(begin)

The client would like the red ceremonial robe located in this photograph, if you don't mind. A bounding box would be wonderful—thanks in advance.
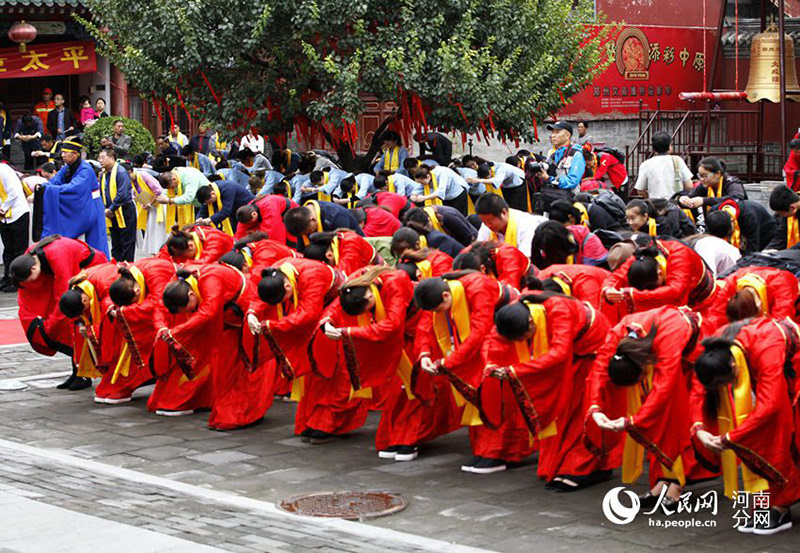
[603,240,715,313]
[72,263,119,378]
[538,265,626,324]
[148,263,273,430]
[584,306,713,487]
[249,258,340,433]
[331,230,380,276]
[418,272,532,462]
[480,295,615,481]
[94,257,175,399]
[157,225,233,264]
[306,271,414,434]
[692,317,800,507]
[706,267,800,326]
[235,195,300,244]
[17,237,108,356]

(end)

Reproduce the material above word for word, leaving out the picture.

PROBLEM SOLUTION:
The client would like the red ceremonial robe located in this photograph, if you don't mind. A bounding box would be wonderful—thanks in advance.
[603,240,715,313]
[72,263,119,378]
[538,265,626,324]
[148,263,273,430]
[584,306,713,487]
[249,258,340,433]
[331,230,380,276]
[418,272,532,462]
[480,295,615,481]
[94,257,175,399]
[157,225,233,264]
[306,271,414,434]
[692,317,800,507]
[706,267,800,326]
[235,195,300,244]
[17,237,108,356]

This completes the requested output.